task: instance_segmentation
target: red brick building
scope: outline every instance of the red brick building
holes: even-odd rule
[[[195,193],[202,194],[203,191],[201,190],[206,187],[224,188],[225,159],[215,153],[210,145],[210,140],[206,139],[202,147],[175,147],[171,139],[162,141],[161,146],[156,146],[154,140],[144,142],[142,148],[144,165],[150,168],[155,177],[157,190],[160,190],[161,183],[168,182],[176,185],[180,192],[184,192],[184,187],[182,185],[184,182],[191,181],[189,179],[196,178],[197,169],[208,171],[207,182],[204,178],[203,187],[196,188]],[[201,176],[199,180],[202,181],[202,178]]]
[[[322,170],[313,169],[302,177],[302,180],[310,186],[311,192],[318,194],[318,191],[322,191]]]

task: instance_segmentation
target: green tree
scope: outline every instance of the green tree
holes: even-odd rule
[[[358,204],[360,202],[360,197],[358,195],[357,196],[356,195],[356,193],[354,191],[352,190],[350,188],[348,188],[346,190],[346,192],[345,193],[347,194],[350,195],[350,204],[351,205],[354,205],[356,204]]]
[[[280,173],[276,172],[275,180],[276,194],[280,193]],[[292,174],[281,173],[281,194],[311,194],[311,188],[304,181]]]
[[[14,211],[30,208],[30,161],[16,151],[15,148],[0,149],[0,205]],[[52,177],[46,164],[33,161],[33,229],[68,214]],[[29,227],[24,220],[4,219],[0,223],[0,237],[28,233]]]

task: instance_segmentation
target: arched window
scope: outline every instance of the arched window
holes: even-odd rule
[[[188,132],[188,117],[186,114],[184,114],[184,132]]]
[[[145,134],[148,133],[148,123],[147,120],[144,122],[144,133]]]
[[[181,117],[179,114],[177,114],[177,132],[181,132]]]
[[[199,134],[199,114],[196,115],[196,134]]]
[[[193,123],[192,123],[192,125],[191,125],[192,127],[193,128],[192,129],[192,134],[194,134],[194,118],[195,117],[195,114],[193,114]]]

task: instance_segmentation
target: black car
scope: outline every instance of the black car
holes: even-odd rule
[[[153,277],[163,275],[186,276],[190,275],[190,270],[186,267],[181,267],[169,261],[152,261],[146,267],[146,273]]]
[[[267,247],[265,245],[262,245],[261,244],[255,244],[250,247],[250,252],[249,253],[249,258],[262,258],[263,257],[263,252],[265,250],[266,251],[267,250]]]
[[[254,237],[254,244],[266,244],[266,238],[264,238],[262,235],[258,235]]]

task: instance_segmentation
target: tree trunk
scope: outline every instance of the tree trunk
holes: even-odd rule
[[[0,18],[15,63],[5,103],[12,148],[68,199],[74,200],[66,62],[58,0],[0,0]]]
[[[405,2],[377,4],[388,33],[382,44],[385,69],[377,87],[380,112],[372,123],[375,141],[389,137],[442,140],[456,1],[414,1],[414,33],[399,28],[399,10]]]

**Do this**.
Your task is to retype all the records above with nothing left out.

**Complete output**.
task: instance_segmentation
target: red brick building
scope: outline every instance of the red brick building
holes: even-odd rule
[[[195,193],[202,194],[203,191],[201,190],[206,187],[224,188],[225,159],[215,153],[210,145],[210,140],[206,139],[202,147],[175,147],[171,139],[162,141],[161,146],[156,146],[154,140],[144,142],[142,148],[144,165],[150,168],[155,177],[157,190],[160,190],[161,183],[168,182],[176,185],[180,192],[184,192],[184,187],[182,185],[184,182],[191,181],[189,179],[196,178],[197,169],[208,171],[207,182],[204,178],[203,187],[196,188]],[[201,176],[199,180],[202,181],[202,178]]]
[[[322,170],[313,169],[302,177],[302,180],[310,186],[311,192],[318,194],[318,191],[322,191]]]

task: instance_segmentation
target: green tree
scope: outline every instance of the green tree
holes: even-odd rule
[[[358,204],[360,202],[360,197],[358,195],[357,196],[356,195],[356,193],[354,191],[352,190],[350,188],[348,188],[346,190],[346,192],[345,193],[347,194],[350,195],[350,204],[351,205],[354,205],[356,204]]]
[[[280,173],[276,172],[275,180],[276,194],[280,193]],[[292,174],[281,173],[281,194],[311,194],[311,188],[304,181]]]
[[[14,211],[30,208],[30,161],[16,151],[15,148],[0,149],[0,205]],[[52,177],[46,164],[33,161],[33,229],[68,214]],[[29,227],[24,220],[4,219],[0,223],[0,237],[28,233]]]

task: instance_segmentation
target: arched window
scope: outline every instance of the arched window
holes: even-odd rule
[[[188,132],[188,117],[186,114],[184,114],[184,132]]]
[[[145,134],[148,133],[148,123],[147,120],[144,122],[144,133]]]
[[[181,117],[179,114],[177,114],[177,132],[181,132]]]
[[[199,134],[199,114],[196,115],[196,134]]]
[[[193,123],[192,123],[192,125],[191,125],[192,127],[193,128],[192,129],[192,134],[194,134],[194,118],[195,117],[195,114],[193,114]]]

task: instance_segmentation
target: black car
scope: outline every instance of the black car
holes: even-odd rule
[[[153,277],[163,275],[186,276],[190,275],[190,270],[186,267],[181,267],[169,261],[152,261],[146,267],[146,273]]]
[[[267,247],[265,245],[262,245],[261,244],[255,244],[250,247],[250,252],[249,253],[249,258],[262,258],[263,257],[263,252],[265,250],[266,251],[267,250]]]
[[[254,237],[254,244],[266,244],[266,238],[264,238],[262,235],[258,235]]]

task: instance_segmentation
target: tree trunk
scope: outline every instance of the tree trunk
holes: even-odd rule
[[[0,18],[15,63],[5,103],[12,148],[68,199],[74,200],[66,62],[58,0],[0,0]]]
[[[405,2],[377,4],[388,33],[382,44],[385,69],[377,87],[380,112],[372,123],[375,141],[389,137],[442,140],[456,1],[414,1],[414,33],[399,28],[399,10]]]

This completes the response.